**PROBLEM TO WORK ON**
Return the data below exactly, please, but drop the pictures.
[EXTRACTED ENTRIES Boundary: Start]
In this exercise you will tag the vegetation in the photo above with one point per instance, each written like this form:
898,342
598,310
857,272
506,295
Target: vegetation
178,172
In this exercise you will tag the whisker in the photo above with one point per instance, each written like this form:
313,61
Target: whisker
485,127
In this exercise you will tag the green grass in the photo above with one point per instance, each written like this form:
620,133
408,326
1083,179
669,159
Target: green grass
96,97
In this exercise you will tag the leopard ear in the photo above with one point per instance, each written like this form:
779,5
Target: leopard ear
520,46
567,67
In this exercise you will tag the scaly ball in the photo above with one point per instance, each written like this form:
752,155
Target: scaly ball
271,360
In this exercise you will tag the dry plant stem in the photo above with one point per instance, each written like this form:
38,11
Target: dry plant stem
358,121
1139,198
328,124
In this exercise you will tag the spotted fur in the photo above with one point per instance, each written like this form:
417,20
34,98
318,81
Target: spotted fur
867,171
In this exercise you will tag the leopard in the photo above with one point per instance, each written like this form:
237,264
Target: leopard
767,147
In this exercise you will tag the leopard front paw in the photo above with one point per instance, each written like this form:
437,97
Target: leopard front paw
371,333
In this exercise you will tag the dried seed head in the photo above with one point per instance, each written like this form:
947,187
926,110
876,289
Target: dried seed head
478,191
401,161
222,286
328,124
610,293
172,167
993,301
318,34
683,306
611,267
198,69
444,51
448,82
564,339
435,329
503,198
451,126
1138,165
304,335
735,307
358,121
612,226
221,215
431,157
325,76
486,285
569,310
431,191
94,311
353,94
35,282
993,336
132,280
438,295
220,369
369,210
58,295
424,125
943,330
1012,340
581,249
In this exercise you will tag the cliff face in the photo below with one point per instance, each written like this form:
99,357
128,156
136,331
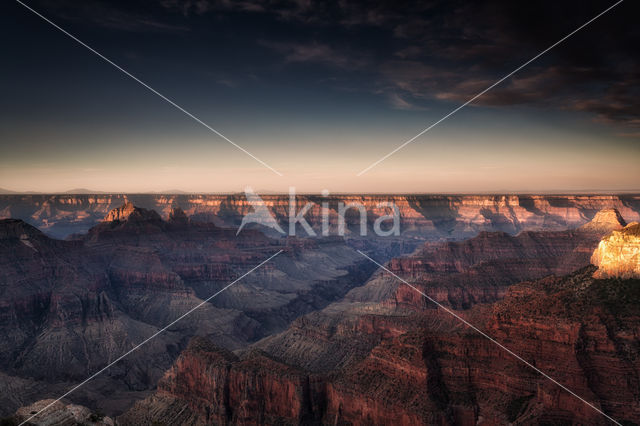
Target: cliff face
427,216
364,360
69,307
618,255
433,370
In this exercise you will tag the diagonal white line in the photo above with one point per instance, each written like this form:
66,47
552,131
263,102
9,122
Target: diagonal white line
94,375
482,333
127,73
488,88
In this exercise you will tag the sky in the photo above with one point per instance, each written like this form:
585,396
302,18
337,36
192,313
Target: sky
319,91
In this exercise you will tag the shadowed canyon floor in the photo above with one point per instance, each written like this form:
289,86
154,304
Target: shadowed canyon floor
317,336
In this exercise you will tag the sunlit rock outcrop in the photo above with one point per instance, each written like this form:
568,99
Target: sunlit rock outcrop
618,254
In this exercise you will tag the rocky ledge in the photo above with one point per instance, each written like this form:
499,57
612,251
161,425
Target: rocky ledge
618,254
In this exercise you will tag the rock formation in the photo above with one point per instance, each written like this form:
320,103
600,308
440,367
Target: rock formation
427,217
69,307
618,255
60,414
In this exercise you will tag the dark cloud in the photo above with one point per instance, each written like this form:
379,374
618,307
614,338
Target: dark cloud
107,15
316,53
451,50
420,52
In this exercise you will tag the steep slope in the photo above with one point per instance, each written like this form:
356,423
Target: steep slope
371,362
618,255
428,217
583,332
70,307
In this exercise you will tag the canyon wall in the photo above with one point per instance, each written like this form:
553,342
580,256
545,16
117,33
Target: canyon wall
429,217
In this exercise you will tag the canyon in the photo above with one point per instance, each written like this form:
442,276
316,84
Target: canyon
430,217
321,335
377,358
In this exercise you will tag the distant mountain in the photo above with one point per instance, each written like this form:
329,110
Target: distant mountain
83,191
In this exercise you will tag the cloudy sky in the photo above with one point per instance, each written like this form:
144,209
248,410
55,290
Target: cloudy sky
319,91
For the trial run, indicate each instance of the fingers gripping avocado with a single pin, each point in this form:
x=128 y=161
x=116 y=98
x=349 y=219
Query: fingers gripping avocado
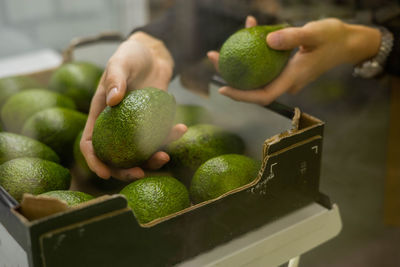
x=126 y=135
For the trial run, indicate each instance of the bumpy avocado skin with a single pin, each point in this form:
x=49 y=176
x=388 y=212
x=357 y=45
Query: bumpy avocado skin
x=17 y=146
x=247 y=62
x=33 y=175
x=192 y=114
x=14 y=84
x=71 y=197
x=85 y=173
x=20 y=107
x=155 y=197
x=57 y=128
x=222 y=174
x=126 y=135
x=200 y=143
x=77 y=80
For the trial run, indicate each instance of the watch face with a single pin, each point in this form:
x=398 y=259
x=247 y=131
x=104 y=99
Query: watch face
x=368 y=69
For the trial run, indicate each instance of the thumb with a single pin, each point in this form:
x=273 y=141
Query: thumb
x=289 y=38
x=115 y=84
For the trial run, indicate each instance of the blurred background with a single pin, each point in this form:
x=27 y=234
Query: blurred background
x=356 y=111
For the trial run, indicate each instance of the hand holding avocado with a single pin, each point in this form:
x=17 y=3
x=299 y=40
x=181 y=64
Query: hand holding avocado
x=141 y=61
x=322 y=44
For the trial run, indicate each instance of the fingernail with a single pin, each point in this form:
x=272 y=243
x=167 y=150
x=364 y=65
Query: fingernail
x=274 y=39
x=222 y=90
x=113 y=92
x=248 y=23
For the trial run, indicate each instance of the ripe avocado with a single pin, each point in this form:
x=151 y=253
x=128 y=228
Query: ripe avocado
x=84 y=172
x=155 y=197
x=222 y=174
x=126 y=135
x=246 y=61
x=14 y=84
x=191 y=115
x=200 y=143
x=57 y=128
x=17 y=146
x=72 y=198
x=32 y=175
x=77 y=80
x=23 y=105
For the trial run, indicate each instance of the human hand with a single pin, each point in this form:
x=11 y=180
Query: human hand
x=139 y=62
x=322 y=45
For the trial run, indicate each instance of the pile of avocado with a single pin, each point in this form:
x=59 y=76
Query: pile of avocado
x=39 y=126
x=43 y=127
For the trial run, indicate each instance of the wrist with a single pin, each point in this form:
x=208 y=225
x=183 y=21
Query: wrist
x=157 y=48
x=362 y=42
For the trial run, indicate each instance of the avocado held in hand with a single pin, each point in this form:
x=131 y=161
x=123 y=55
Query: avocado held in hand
x=246 y=61
x=127 y=134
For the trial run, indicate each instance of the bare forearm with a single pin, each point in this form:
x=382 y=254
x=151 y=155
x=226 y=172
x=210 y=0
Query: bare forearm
x=363 y=42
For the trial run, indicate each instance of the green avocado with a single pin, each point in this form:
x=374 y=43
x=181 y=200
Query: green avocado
x=191 y=115
x=155 y=197
x=246 y=61
x=127 y=134
x=86 y=173
x=222 y=174
x=78 y=80
x=72 y=198
x=15 y=84
x=57 y=128
x=17 y=146
x=23 y=105
x=200 y=143
x=32 y=175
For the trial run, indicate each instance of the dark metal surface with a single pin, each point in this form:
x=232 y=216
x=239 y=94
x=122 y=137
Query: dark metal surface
x=275 y=106
x=6 y=199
[EXTRACTED ENTRIES Boundary: End]
**FINAL ANSWER**
In this exercise you will tag the vegetation in the photo above with one point per instance, each written like this form:
898,342
598,310
857,272
506,295
Target: vegetation
178,172
In this exercise you will tag the whisker in the photo above with one point per instance, each written like this form:
313,61
Target: whisker
485,127
In this exercise you will tag the green grass in the photo above with one point per instance, each written like this form:
620,133
408,326
1083,179
669,159
Target: green grass
96,97
In this exercise you will tag the leopard ear in the photo above with one point per instance, each written like this form:
779,5
Target: leopard ear
520,46
567,67
In this exercise you will tag the scaly ball in the photo above with one point per instance, each written like this form:
752,155
Target: scaly ball
271,360
In this exercise you will tag the dry plant stem in the photo above with one point per instance, each written like this form:
38,11
Target: dry plant stem
358,121
1139,198
328,124
In this exercise you will tag the spotted fur in the photo above with one point per instance, each written like this form:
417,20
34,98
318,81
Target: spotted fur
867,171
In this exercise you will tag the leopard in the photo above with one point per instance, each written like this form:
237,264
Target: leopard
767,147
In this exercise you will tag the leopard front paw in the photo above with one point per instance, each written like this form:
437,97
Target: leopard front paw
371,333
In this exercise you will tag the dried seed head in the photo above with one point per instance, each written like this form:
947,187
926,110
876,289
Target: dried seed head
478,191
401,161
222,286
328,124
610,293
172,167
993,301
318,34
683,306
611,267
198,69
444,51
448,82
564,339
435,329
503,198
451,126
1138,165
304,335
735,307
358,121
612,226
221,215
431,157
325,76
486,285
569,310
431,191
94,311
353,94
35,282
993,336
132,280
438,295
220,369
369,210
58,295
424,125
943,330
1012,340
581,249
In this exercise you will tag the cliff face in the photo below with one point per instance, each written like this form:
99,357
128,156
136,331
Target: cliff face
427,216
364,360
69,307
618,255
433,370
In this exercise you will tag the diagonal white line in the photo above with one point per instance, each written like this form:
66,47
552,131
263,102
9,122
Target: diagonal white line
94,375
482,333
127,73
488,88
In this exercise you will tag the sky in the photo above with one point per instance, each written like this form:
585,396
302,18
337,36
192,313
Target: sky
319,91
In this exercise you will tag the shadowed canyon floor in the photo above with one point per instance, each written like this form:
289,86
154,304
Target: shadowed canyon floor
317,336
In this exercise you will tag the sunlit rock outcrop in the photo above with one point per instance, each written like this form:
568,99
Target: sunlit rock outcrop
618,254
In this exercise you will tag the rocky ledge in the photo above with one point per instance, each written like this form:
499,57
612,251
161,425
Target: rocky ledge
618,254
In this exercise you will tag the rock formation in the photo above with one point per instance, each written like this form:
320,103
600,308
440,367
Target: rock formation
427,217
69,307
618,255
60,414
In this exercise you will tag the dark cloud in the photo above with one point per instance, each written like this form:
379,374
618,307
614,338
Target: dark cloud
107,15
316,53
451,50
420,52
In this exercise you will tag the steep slope in the photo above with one point per instance, each written like this form:
356,423
Target: steep slope
371,362
618,255
428,217
583,332
70,307
In this exercise you will tag the canyon wall in the photo above with one point per instance, each written like this form:
553,342
580,256
545,16
117,33
Target: canyon wall
429,217
In this exercise you will tag the canyon in the photo above with one point per instance, each written like this form:
442,276
316,84
Target: canyon
430,217
321,335
377,358
In this exercise you will tag the distant mountain in the photo above with one point per instance, each written like this form:
329,110
Target: distant mountain
83,191
In this exercise you will tag the cloudy sky in the photo above with one point per instance, each written like this form:
144,209
248,410
55,290
Target: cloudy sky
319,91
For the trial run, indicate each instance of the fingers gripping avocado with a single pin, each point in this form:
x=128 y=161
x=116 y=98
x=349 y=219
Query: fingers gripping avocado
x=126 y=135
For the trial run, indicate each instance of the bumpy avocado skin with a single pin, each point in this form:
x=49 y=176
x=388 y=212
x=357 y=45
Query: bumpy avocado skin
x=17 y=146
x=247 y=62
x=33 y=175
x=192 y=114
x=14 y=84
x=71 y=197
x=85 y=173
x=20 y=107
x=155 y=197
x=57 y=128
x=222 y=174
x=126 y=135
x=200 y=143
x=77 y=80
For the trial run, indicate each instance of the watch face with a single pin, each point in this form:
x=398 y=259
x=247 y=131
x=104 y=99
Query: watch face
x=368 y=69
For the trial run, indicate each instance of the thumb with a single pin, each point in this form:
x=273 y=141
Query: thumb
x=289 y=38
x=115 y=84
For the trial run, indicate each instance of the blurred background with a single pin, each point in this form:
x=27 y=234
Query: blurred background
x=356 y=111
For the trial run, indicate each instance of the hand holding avocado with a single pin, each point in this form:
x=17 y=3
x=299 y=40
x=181 y=64
Query: hand holding avocado
x=141 y=61
x=322 y=44
For the trial run, indicate each instance of the fingernail with a single pin, each point in this form:
x=272 y=243
x=167 y=150
x=364 y=65
Query: fingernail
x=274 y=39
x=222 y=90
x=113 y=92
x=248 y=23
For the trial run, indicate each instance of the ripe avocado with a single pin, each point in this form:
x=151 y=253
x=128 y=228
Query: ripe avocado
x=84 y=172
x=155 y=197
x=222 y=174
x=126 y=135
x=246 y=61
x=14 y=84
x=191 y=115
x=200 y=143
x=57 y=128
x=17 y=146
x=72 y=198
x=32 y=175
x=77 y=80
x=23 y=105
For the trial run, indicate each instance of the human hand with a single pin, each point in this form:
x=11 y=180
Query: human hand
x=139 y=62
x=322 y=45
For the trial run, indicate each instance of the pile of avocado with a single pin, each point in this form:
x=59 y=76
Query: pile of avocado
x=39 y=126
x=43 y=127
For the trial run, indicate each instance of the wrist with a single pin, each point in this form:
x=208 y=225
x=183 y=21
Query: wrist
x=157 y=48
x=362 y=42
For the trial run, indicate each instance of the avocado held in hand with a single pin, each point in this form:
x=131 y=161
x=123 y=55
Query: avocado held in hand
x=246 y=61
x=127 y=134
For the trial run, indicate each instance of the bare forearm with a single pin, each point in this form:
x=382 y=254
x=151 y=155
x=226 y=172
x=210 y=0
Query: bare forearm
x=363 y=42
For the trial run, indicate each instance of the green avocado with a single pin, each point in this form:
x=374 y=43
x=181 y=200
Query: green avocado
x=191 y=115
x=155 y=197
x=246 y=61
x=127 y=134
x=86 y=173
x=222 y=174
x=78 y=80
x=72 y=198
x=15 y=84
x=57 y=128
x=17 y=146
x=23 y=105
x=200 y=143
x=32 y=175
For the trial run, indicate each instance of the dark metal surface with a single pin, each point in this form:
x=232 y=216
x=239 y=94
x=122 y=137
Query: dark metal surface
x=275 y=106
x=6 y=199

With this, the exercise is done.